▶ Data to use:
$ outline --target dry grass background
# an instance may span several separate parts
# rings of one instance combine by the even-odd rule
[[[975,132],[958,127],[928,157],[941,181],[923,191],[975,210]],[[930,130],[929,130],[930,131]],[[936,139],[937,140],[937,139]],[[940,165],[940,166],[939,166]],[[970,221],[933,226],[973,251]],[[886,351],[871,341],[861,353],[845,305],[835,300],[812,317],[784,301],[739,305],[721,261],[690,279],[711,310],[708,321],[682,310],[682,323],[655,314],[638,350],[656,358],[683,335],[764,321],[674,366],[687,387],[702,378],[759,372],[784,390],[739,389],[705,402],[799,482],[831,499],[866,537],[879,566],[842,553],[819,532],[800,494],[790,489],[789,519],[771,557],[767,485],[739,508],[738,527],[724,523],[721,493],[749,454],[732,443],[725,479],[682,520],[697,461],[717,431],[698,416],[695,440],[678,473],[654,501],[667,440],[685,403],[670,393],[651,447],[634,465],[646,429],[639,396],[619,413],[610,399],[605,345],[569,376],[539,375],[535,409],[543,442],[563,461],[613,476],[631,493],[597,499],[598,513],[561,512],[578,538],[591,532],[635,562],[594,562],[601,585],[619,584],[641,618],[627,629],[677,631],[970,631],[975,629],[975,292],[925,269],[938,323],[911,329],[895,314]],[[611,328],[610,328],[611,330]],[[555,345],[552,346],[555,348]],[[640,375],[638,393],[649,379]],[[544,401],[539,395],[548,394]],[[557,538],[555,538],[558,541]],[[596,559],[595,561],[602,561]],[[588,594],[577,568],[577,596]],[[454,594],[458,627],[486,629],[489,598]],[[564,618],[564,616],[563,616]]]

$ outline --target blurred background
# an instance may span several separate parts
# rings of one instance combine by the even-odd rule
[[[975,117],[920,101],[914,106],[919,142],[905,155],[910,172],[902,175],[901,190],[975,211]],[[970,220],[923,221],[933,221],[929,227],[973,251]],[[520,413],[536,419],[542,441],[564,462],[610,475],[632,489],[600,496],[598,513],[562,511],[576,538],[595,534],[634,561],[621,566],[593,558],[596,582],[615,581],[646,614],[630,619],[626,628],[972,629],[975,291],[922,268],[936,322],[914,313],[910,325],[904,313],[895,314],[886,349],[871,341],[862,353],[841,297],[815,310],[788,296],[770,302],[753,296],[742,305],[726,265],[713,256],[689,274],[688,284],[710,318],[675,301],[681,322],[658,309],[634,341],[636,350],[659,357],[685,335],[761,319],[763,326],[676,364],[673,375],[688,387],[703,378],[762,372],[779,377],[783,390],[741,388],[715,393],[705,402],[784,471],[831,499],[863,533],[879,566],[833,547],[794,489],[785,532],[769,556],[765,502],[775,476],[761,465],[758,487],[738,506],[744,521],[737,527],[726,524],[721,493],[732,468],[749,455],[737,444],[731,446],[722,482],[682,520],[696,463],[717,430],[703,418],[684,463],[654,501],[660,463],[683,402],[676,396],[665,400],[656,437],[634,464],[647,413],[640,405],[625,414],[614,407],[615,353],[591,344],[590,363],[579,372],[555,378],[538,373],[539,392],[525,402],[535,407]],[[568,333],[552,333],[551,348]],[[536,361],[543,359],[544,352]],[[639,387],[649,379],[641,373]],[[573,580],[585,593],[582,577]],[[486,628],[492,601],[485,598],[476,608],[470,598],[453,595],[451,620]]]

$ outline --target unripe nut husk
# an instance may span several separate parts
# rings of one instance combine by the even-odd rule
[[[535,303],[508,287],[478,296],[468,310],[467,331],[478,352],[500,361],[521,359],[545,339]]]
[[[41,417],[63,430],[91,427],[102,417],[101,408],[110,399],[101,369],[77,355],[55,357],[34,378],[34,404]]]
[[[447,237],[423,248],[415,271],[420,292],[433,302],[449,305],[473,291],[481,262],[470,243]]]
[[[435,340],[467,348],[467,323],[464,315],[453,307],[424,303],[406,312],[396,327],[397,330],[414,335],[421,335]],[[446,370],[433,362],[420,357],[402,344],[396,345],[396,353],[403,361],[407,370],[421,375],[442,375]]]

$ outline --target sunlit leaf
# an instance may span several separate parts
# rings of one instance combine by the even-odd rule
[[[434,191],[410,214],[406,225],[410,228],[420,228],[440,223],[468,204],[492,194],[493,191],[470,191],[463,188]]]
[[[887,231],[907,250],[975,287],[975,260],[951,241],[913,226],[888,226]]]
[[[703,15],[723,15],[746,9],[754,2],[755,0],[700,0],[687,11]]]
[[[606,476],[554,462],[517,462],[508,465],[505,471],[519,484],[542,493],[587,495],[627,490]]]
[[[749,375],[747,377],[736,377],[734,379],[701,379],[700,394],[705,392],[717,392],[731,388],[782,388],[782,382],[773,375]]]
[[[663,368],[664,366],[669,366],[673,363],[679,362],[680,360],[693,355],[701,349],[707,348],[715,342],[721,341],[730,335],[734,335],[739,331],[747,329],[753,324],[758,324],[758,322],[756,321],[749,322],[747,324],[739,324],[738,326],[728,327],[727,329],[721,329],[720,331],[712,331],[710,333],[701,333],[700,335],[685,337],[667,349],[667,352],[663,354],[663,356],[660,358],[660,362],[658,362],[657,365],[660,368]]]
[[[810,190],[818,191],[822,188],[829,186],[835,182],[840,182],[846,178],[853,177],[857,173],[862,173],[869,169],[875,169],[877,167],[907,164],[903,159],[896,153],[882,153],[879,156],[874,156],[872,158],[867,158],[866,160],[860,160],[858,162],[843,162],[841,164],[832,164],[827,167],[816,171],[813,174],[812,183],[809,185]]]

▶ What is required:
Set down an exact copy of the entries above.

▶ Response below:
$ outline --target dry grass background
# an instance may span several separate parts
# rings of one instance combine by the even-odd rule
[[[975,132],[958,127],[928,157],[941,181],[923,191],[975,210]],[[930,130],[929,130],[930,131]],[[936,139],[937,140],[937,139]],[[940,165],[940,166],[939,166]],[[970,221],[933,226],[973,251]],[[886,351],[871,341],[861,353],[845,305],[835,300],[812,317],[784,301],[739,305],[721,261],[690,279],[711,310],[708,321],[682,310],[682,323],[655,314],[638,350],[656,358],[683,335],[764,321],[674,366],[687,387],[702,378],[759,372],[784,390],[739,389],[705,402],[799,482],[831,499],[866,537],[879,566],[842,553],[819,532],[800,494],[790,489],[789,519],[771,557],[767,485],[739,508],[738,527],[724,523],[721,493],[749,454],[732,443],[725,479],[682,520],[697,461],[717,431],[698,416],[695,440],[678,473],[654,501],[667,440],[685,403],[670,393],[651,447],[634,465],[646,429],[639,396],[619,413],[610,399],[605,345],[569,376],[539,375],[535,409],[543,442],[563,461],[613,476],[631,493],[597,499],[598,513],[561,512],[578,538],[591,532],[635,562],[594,562],[601,585],[619,584],[641,618],[627,629],[677,631],[970,631],[975,629],[975,292],[925,269],[938,323],[911,329],[895,314]],[[611,328],[610,328],[611,330]],[[555,345],[552,346],[555,348]],[[640,375],[638,393],[649,379]],[[544,401],[539,395],[548,394]],[[557,538],[555,538],[558,541]],[[596,559],[595,561],[602,561]],[[588,594],[577,568],[577,596]],[[454,594],[458,627],[486,629],[489,598]],[[564,618],[564,616],[563,616]]]

$ outline --target blurred background
# an instance may span several separate parts
# rings of one instance combine by the even-odd rule
[[[975,117],[920,101],[914,106],[919,142],[905,155],[910,172],[902,175],[901,190],[975,211]],[[970,220],[923,221],[933,221],[929,227],[973,251]],[[520,413],[536,419],[542,441],[564,462],[610,475],[632,489],[600,496],[598,513],[562,511],[576,538],[595,534],[634,561],[621,566],[593,558],[596,582],[615,581],[646,614],[630,619],[626,628],[972,629],[975,291],[922,268],[936,322],[914,313],[910,325],[904,313],[895,314],[886,349],[871,341],[862,353],[841,297],[815,310],[788,296],[770,302],[753,296],[742,305],[726,265],[713,256],[689,274],[688,284],[710,318],[675,301],[681,322],[658,309],[634,341],[636,350],[659,357],[685,335],[761,319],[763,326],[676,364],[673,375],[688,387],[703,378],[762,372],[779,377],[783,390],[741,388],[715,393],[705,402],[784,471],[831,499],[863,533],[879,566],[833,547],[794,489],[785,532],[769,556],[765,502],[775,476],[761,465],[758,487],[738,506],[744,521],[737,527],[726,524],[721,493],[732,468],[749,455],[737,444],[731,446],[722,482],[682,520],[696,463],[717,430],[703,418],[684,463],[654,501],[660,463],[683,402],[676,396],[665,400],[656,437],[634,464],[647,413],[640,405],[625,414],[614,407],[615,353],[591,344],[590,363],[579,372],[555,378],[538,373],[539,392],[525,402],[535,407]],[[568,333],[552,333],[551,348]],[[536,361],[543,359],[544,352]],[[639,387],[649,379],[641,373]],[[573,580],[585,593],[582,577]],[[486,628],[492,601],[485,598],[476,608],[470,598],[453,595],[451,620]]]

$ outline --target unripe nut husk
# an instance may span several separate parts
# rings of one instance combine by the even-odd rule
[[[535,303],[508,287],[478,296],[468,310],[467,331],[478,352],[500,361],[521,359],[545,339]]]
[[[41,417],[63,430],[91,427],[102,417],[101,408],[110,399],[101,369],[77,355],[55,357],[34,378],[34,404]]]
[[[447,237],[423,248],[415,271],[420,292],[433,302],[449,305],[473,291],[481,262],[470,243]]]
[[[435,340],[467,348],[467,323],[464,315],[453,307],[424,303],[406,312],[396,327],[397,330],[414,335],[421,335]],[[446,370],[433,362],[420,357],[402,344],[396,345],[396,353],[403,361],[407,370],[421,375],[442,375]]]

$ outline --target sunlit leaf
# an instance may span several separate parts
# rings of one instance combine by the even-odd rule
[[[434,191],[410,214],[406,225],[410,228],[420,228],[440,223],[468,204],[492,194],[493,191],[470,191],[463,188]]]
[[[887,231],[907,250],[975,287],[975,260],[951,241],[913,226],[888,226]]]
[[[703,15],[723,15],[746,9],[754,2],[755,0],[700,0],[687,11]]]
[[[606,476],[554,462],[517,462],[508,465],[505,471],[519,484],[542,493],[587,495],[627,490]]]
[[[749,375],[747,377],[736,377],[734,379],[701,379],[700,394],[705,392],[717,392],[731,388],[782,388],[782,382],[773,375]]]
[[[663,368],[664,366],[669,366],[673,363],[679,362],[680,360],[693,355],[701,349],[707,348],[715,342],[721,341],[730,335],[734,335],[739,331],[747,329],[753,324],[758,324],[758,322],[756,321],[749,322],[747,324],[739,324],[738,326],[728,327],[727,329],[721,329],[720,331],[712,331],[710,333],[701,333],[700,335],[685,337],[667,349],[667,352],[663,354],[663,356],[660,358],[660,362],[658,362],[657,365],[660,368]]]
[[[810,190],[818,191],[822,188],[829,186],[835,182],[840,182],[846,178],[853,177],[857,173],[862,173],[869,169],[875,169],[877,167],[907,164],[903,159],[896,153],[882,153],[879,156],[874,156],[872,158],[867,158],[866,160],[860,160],[858,162],[843,162],[841,164],[832,164],[827,167],[816,171],[813,174],[812,183],[809,185]]]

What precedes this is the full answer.